▶ **READING TEXT**
• • • • •

Prefer to listen rather than to read? The audio version of this essay is on the podcast.


Today is part 2 of 4 in my series on the core values that Simple Prospering orients as its True North, and values that I think can be mighty helpful for all businesses.


I talked about value 1: how to make progress, in the last two articles and podcast episodes. Today we are talking about value 2: keep it simple!


Simple is in the name of my business, so obviously it's important to me, but “Keep it simple” is often thrown around like trite advice and it’s easier said than done when you are in business for yourself.


So I would like to focus on 2 common barriers I see to effective simplicity in one’s work. Really I am sacrificing two sacred cows in this week’s episode (eek!), meaning that people often hold these things as dearly important.


So while I may step on some toes, my intent isn’t to be needlessly combative or opinionated. Rather, my hope is to investigate if these things are actually dearly important (i.e. are they actually useful in reality) or if they are two main gateways that needless complexity enters your business. So investigate along with me, and see what holds up as true for you.


Barrier number one, aka Sacred Cow number one, (especially in service-based businesses): Workism and The Passion Principle.


Barrier number two, aka Sacred Cow number two, (for nearly all entrepreneurs) Frankensteining your offerings until you’ve created, you guessed it, a monster.


Let’s start with Workism and The Passion Principle because these concepts have basically become a religion in modern culture, making it a bit thorny to untangle them in a thoughtful way.


Workism and the Passion Principle are two interrelated ideas that have become so much a part of the assumed-norm/air-that-we-breath, (at least in first world economies) that we often don’t notice when we are unconsciously applying them to the decisions we make around our work lives, our incomes, and, flowing from there, our personal lives and even our senses of self-worth.

My intent in bringing this up is to make those unconscious calculations more conscious, so that we can make decisions in our work lives that serve us better, rather than serving an idea we probably can’t live up to anyway… Let’s start with some definitions of terms.

Workism, as defined beautifully by Derek Thompson in his article for The Atlantic titled Workism is Making Americans Miserable defines it as:


“The belief that work is not only necessary to economic production, but also the centerpiece of one’s identity and life’s purpose; and the belief that any policy to promote human welfare must always encourage more work.”

The Passion Principle is defined by Erin Cech (Sek) author of the book The Trouble with Passion as


“A cultural narrative that elevates self-expression as the most desirable (and perhaps most moral) guiding principle for career decision-making.”

There is a lot to say about both Workism and The Passion Principle and in this episode I’m not trying to cover all the large themes embedded within it as either an economist or sociologist of which I am neither (though I can recommend Derek Thompson’s Atlantic article as a great place to start if you want to read more).

Instead, within an article for people who are self-employed, small business owners, or those who are service oriented and heart centered entrepreneurs I want to talk about it in a more practical way as to how it affects people like us- and the decision making we have around our work.

The way I have seen it play out- particularly within any service-providing businesses (fields which I have been a part of for over 20 years) workism and the passion principle combine to create the belief that all of who we are; The entirety of our beings, our hearts, our souls, our imagined legacies, our absolute most calling-est callings of fulfilling our purpose, even our very sense of self, must be able to fit into and to be represented by our work lives.

That’s a pretty tall order!

• • • • •

[Raw records]
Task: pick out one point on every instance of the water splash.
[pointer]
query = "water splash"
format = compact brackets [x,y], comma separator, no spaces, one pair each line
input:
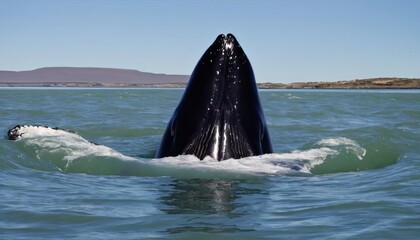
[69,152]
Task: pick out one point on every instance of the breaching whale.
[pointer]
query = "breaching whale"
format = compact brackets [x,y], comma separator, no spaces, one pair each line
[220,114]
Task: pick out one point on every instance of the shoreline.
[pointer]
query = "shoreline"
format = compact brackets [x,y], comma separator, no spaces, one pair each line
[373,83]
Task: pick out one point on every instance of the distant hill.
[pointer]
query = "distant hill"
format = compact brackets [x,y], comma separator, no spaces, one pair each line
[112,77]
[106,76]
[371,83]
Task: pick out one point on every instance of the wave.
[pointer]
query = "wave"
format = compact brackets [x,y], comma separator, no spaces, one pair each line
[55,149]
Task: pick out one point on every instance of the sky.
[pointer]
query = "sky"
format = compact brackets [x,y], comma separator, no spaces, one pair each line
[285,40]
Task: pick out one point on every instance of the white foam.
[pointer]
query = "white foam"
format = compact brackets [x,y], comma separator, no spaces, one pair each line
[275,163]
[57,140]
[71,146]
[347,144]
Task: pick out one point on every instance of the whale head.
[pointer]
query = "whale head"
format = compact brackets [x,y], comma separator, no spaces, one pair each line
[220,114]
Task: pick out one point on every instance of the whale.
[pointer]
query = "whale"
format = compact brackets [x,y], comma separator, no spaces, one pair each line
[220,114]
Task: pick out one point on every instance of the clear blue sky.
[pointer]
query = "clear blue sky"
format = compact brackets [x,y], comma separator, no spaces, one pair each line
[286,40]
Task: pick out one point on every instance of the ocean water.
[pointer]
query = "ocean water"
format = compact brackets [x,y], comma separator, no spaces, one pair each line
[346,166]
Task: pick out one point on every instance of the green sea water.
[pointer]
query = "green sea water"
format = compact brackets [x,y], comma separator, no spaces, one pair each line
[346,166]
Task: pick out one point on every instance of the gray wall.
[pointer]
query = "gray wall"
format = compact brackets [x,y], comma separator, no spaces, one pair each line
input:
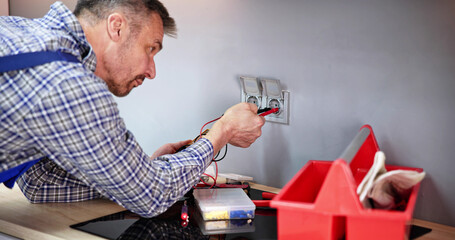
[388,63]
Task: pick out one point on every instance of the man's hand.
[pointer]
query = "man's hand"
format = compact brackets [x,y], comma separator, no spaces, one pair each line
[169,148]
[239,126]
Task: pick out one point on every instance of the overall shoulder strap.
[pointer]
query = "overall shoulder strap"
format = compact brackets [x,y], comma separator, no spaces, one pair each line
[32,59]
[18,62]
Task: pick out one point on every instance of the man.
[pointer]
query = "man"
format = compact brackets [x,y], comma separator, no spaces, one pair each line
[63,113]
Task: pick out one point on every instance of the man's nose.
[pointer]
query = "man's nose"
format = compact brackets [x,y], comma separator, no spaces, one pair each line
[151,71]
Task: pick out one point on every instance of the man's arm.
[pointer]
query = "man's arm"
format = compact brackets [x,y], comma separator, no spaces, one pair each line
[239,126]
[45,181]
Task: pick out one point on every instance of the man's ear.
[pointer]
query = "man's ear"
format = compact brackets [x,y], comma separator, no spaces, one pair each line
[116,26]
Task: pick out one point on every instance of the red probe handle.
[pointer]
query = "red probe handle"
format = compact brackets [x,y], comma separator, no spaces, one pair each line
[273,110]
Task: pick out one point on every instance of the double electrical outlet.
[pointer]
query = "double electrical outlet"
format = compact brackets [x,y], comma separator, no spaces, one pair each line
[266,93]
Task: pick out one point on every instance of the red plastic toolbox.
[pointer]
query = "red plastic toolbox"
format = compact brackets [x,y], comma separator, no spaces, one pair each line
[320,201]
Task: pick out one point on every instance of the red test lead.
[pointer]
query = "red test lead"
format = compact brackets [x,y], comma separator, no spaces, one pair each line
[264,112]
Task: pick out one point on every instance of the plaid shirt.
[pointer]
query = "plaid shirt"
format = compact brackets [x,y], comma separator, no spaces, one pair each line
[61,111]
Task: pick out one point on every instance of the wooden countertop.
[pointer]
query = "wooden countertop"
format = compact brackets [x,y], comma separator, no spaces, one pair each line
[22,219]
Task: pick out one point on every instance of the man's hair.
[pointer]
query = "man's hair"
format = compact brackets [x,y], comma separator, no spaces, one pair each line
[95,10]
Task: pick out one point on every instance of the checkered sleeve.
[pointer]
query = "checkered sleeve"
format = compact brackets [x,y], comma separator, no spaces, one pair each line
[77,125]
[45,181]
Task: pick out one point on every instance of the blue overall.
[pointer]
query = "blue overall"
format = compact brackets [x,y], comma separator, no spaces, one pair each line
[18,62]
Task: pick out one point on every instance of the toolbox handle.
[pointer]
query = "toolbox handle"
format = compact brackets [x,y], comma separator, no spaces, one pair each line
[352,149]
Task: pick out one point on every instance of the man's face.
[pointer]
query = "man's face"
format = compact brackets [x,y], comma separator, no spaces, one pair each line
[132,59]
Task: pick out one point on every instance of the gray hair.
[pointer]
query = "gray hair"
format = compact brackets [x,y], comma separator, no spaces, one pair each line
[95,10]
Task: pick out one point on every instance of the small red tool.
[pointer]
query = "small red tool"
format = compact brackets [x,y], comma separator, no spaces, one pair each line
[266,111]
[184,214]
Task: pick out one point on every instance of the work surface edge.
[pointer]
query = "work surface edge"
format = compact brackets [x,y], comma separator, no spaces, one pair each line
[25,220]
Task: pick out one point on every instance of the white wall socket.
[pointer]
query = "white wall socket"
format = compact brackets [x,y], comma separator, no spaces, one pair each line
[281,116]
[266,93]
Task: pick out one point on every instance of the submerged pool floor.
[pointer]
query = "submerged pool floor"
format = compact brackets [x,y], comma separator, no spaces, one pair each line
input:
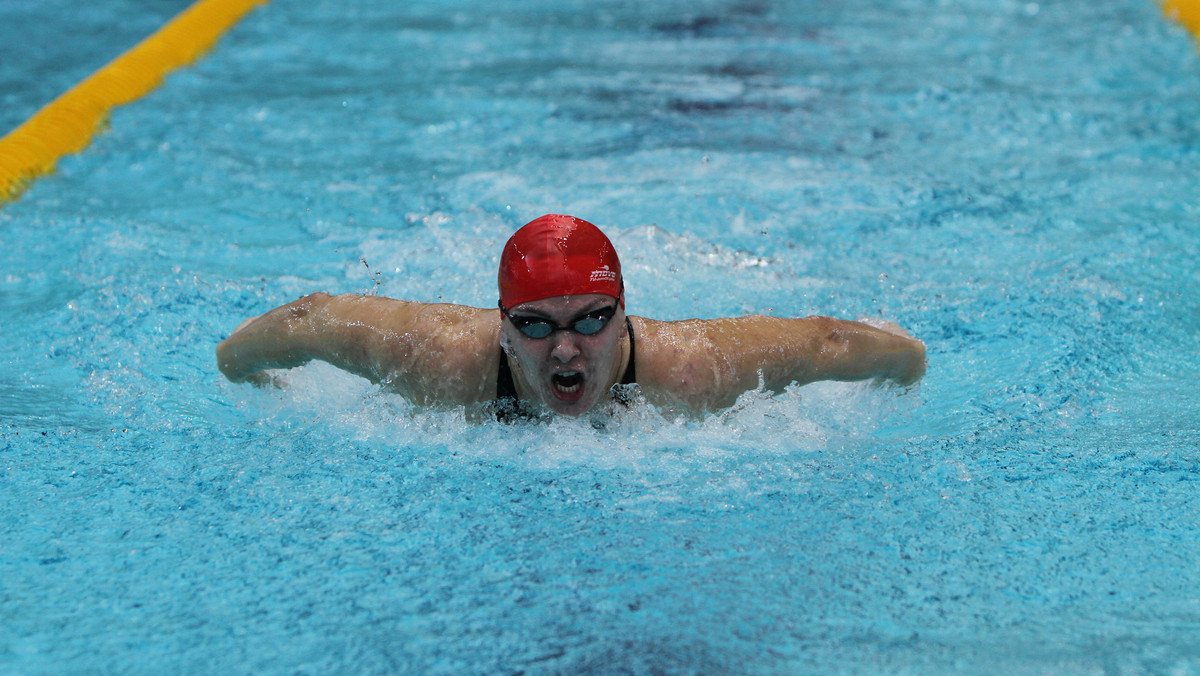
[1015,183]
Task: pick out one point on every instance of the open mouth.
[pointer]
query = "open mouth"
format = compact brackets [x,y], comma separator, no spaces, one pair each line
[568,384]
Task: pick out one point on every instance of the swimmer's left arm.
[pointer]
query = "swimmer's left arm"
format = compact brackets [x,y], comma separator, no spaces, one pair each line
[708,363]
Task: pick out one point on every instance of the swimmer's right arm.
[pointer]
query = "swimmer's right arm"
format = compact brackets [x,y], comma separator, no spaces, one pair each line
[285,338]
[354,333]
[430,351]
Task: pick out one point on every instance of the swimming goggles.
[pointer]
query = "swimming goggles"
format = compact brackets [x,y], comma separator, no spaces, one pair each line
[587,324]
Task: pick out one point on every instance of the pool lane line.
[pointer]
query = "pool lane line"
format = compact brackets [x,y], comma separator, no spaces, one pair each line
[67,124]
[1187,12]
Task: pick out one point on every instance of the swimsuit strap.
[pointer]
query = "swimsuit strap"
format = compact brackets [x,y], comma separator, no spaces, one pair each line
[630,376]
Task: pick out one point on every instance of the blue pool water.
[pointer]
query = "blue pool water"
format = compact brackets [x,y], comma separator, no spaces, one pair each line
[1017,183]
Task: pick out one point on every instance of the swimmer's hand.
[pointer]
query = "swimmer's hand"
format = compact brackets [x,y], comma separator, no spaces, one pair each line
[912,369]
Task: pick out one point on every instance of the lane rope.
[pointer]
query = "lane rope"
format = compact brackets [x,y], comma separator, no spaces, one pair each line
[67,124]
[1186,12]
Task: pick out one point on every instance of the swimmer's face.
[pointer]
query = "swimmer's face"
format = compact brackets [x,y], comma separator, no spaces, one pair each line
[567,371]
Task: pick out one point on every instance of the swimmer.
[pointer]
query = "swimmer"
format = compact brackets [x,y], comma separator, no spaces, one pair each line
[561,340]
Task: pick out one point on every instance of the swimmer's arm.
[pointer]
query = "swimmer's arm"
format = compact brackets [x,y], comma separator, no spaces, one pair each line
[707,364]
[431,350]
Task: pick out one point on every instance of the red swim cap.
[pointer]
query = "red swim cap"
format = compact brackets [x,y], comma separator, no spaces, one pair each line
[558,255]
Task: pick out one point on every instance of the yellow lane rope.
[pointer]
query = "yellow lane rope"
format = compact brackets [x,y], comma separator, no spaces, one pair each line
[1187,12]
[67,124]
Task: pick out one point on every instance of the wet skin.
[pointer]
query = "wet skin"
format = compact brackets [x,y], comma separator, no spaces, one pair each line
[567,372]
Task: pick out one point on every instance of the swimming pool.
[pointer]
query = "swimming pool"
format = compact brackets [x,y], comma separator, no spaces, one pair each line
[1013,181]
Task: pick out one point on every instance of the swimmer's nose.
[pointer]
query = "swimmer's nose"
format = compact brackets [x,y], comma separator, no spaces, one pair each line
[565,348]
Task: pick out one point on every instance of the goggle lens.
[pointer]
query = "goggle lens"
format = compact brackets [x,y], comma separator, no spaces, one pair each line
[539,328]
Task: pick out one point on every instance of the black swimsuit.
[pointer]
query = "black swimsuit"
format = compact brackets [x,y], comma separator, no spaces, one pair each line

• • • • •

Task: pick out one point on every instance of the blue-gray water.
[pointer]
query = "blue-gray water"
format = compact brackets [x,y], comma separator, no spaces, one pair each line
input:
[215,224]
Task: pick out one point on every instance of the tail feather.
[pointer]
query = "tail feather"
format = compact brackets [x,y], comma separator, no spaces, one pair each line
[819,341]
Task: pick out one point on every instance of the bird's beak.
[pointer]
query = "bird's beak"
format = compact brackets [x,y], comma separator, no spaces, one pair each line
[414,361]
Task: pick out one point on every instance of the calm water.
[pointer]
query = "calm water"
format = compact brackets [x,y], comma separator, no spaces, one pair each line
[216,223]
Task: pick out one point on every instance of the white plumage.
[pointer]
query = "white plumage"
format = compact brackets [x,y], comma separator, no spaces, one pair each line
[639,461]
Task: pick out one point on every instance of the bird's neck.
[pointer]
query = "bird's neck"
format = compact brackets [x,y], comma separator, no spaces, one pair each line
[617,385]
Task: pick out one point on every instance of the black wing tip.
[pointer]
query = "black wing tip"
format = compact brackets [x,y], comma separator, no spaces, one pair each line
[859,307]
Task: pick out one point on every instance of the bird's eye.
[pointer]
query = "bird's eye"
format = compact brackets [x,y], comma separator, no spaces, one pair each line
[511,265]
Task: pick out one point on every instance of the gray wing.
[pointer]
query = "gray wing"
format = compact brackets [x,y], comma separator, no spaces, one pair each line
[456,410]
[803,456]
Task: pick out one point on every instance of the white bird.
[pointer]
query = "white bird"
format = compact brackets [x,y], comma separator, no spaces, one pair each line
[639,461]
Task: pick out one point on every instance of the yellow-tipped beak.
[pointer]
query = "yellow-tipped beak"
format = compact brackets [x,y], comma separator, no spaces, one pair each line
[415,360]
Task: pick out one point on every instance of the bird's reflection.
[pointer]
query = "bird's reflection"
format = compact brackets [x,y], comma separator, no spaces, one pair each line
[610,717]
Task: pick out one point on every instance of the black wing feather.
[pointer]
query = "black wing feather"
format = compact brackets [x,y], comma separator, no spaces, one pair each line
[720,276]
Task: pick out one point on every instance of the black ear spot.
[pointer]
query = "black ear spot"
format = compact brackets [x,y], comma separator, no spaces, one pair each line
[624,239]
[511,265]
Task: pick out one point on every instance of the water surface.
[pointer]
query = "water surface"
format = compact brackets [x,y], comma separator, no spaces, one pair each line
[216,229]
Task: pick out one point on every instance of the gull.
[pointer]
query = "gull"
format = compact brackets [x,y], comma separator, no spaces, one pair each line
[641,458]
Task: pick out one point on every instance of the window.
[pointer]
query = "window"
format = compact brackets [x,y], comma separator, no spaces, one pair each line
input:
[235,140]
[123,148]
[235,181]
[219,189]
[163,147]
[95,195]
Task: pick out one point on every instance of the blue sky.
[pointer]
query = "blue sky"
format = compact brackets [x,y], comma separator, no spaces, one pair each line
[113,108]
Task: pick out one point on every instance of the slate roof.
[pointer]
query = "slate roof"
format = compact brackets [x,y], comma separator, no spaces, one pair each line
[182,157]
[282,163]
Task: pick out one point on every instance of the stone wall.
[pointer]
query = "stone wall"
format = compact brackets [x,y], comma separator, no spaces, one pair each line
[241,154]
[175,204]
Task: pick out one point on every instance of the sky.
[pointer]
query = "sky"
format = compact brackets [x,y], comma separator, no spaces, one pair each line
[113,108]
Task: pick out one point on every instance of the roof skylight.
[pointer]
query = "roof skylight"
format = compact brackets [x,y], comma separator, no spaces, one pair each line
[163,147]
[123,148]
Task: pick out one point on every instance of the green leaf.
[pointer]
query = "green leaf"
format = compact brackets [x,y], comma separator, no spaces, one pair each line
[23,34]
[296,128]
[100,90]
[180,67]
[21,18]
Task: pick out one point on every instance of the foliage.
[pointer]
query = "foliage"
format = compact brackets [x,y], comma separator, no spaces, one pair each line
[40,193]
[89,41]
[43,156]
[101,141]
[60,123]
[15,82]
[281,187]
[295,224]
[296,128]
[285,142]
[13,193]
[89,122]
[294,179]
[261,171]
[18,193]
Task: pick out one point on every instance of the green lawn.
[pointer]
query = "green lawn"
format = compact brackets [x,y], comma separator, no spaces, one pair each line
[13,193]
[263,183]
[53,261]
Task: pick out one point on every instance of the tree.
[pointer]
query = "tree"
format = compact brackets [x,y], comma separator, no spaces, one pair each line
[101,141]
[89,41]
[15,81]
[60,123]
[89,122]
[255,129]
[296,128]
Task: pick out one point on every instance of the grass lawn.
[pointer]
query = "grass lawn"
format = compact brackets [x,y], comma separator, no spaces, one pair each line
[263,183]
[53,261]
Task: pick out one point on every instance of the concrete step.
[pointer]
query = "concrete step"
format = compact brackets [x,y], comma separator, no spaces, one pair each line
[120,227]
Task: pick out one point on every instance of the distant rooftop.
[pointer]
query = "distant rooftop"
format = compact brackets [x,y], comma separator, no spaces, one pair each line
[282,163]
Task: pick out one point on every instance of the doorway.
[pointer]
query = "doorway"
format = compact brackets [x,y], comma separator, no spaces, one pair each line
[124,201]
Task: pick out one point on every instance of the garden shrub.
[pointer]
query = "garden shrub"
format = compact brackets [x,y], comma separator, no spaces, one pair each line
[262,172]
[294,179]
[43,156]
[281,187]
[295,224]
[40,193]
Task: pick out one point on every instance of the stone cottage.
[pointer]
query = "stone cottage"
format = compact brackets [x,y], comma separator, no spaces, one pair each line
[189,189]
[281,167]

• • • • •

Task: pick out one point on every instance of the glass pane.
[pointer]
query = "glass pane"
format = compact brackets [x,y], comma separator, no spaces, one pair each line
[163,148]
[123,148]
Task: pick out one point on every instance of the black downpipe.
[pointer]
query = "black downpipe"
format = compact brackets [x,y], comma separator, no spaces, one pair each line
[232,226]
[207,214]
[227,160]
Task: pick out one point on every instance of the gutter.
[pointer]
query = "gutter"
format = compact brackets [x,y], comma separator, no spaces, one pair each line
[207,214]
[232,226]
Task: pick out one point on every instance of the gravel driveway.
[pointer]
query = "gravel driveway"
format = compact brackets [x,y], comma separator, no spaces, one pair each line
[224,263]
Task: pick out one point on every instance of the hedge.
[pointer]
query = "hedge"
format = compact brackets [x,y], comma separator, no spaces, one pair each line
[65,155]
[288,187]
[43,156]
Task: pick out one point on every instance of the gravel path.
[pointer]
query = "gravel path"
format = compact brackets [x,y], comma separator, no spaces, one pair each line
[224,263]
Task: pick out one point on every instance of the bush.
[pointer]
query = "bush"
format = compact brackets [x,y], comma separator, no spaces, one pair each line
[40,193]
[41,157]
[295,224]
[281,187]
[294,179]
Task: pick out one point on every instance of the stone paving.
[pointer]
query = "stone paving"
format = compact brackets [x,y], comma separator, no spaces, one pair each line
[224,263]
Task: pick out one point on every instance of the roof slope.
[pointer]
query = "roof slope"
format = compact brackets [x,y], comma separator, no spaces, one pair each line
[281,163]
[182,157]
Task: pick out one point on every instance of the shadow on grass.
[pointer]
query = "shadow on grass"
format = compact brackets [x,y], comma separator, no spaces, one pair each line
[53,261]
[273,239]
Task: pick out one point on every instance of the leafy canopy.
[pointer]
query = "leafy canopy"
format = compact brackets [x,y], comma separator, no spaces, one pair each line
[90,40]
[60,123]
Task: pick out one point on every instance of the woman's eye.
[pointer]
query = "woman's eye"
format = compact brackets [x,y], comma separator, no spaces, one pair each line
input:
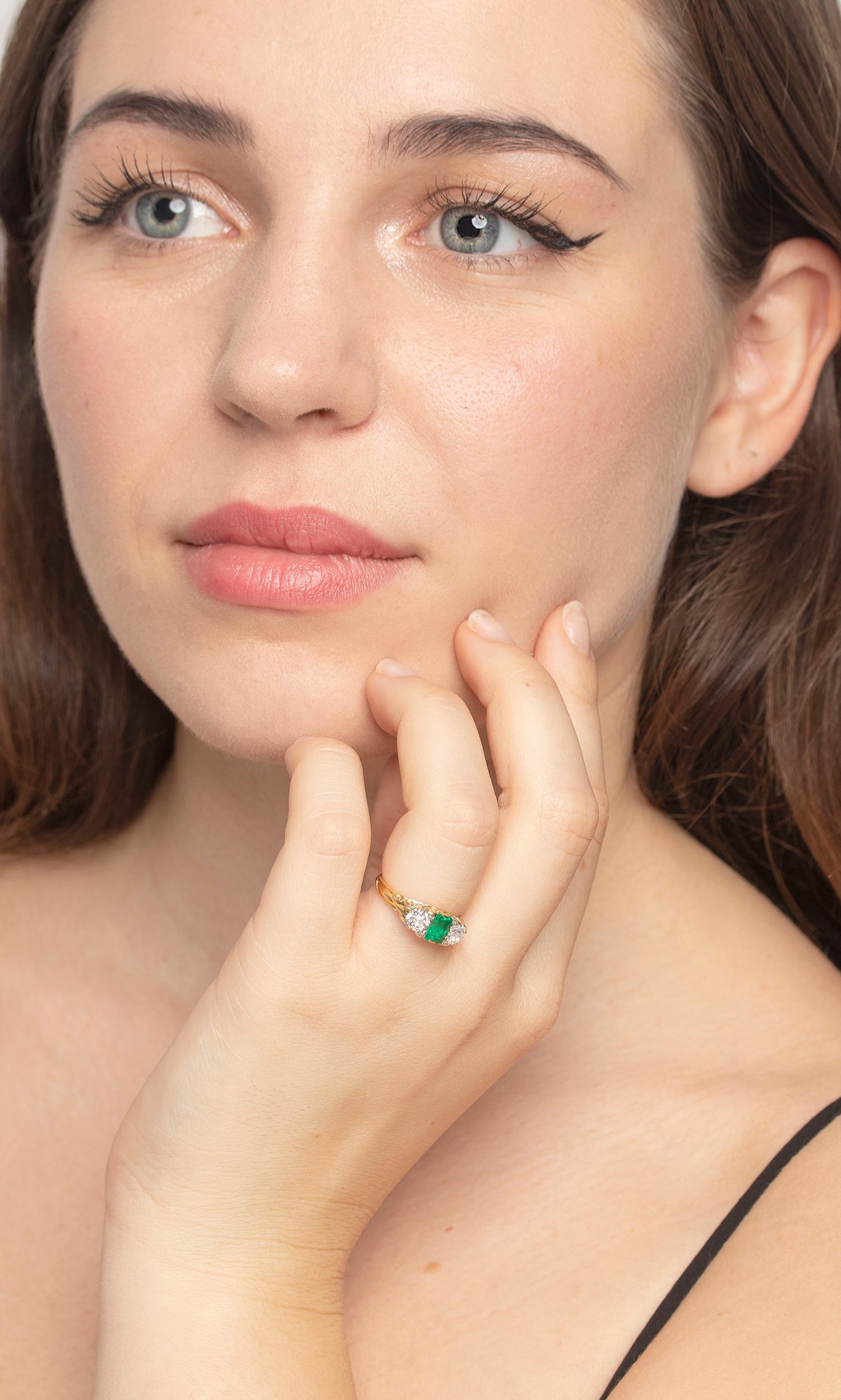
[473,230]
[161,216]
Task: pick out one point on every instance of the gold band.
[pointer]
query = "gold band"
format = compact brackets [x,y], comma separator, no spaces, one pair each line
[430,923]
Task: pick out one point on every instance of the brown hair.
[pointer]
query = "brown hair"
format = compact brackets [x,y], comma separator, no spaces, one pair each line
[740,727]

• • • • •

▶ **TASKS TO PERFORM**
a. According to the essay on keeping a business simple, who wrote the article for The Atlantic that defines Workism?
b. Count the lines in the records that contain the string "slate" and reply with the number alone.

▶ **PER-TASK OUTPUTS**
a. Derek Thompson

b. 2